* WHAT YOU ARE ASKED TO DO: Where does the word "above" show up in the data? Please find each such line and copy it.

Start of DATASET ENTRIES

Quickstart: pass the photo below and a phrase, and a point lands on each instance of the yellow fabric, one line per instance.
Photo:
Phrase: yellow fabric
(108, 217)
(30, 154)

End of DATASET ENTRIES
Start of DATASET ENTRIES

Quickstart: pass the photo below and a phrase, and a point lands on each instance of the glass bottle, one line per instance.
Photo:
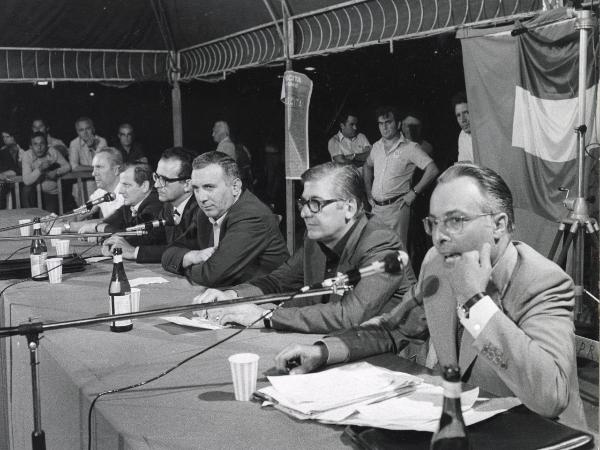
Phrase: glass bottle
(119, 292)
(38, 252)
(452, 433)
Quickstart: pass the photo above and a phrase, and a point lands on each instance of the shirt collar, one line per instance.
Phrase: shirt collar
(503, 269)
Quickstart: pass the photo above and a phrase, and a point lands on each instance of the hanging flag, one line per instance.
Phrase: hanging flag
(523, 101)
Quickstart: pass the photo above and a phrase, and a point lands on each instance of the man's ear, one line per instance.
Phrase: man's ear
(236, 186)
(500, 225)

End of DATASET ENTRIES

* COMPLETED EXERCISE:
Quickstart: pass the photo above and a phrase, and a point lands on each instance of the shirt collar, one line per instance.
Quickstart: pass the photo above and a phrase, and a point lands on each instance of the hanging flag, one line per instance.
Quickstart: pass the photo above and a phrase, and a point lands on each instance of the man's ear, one line per instance.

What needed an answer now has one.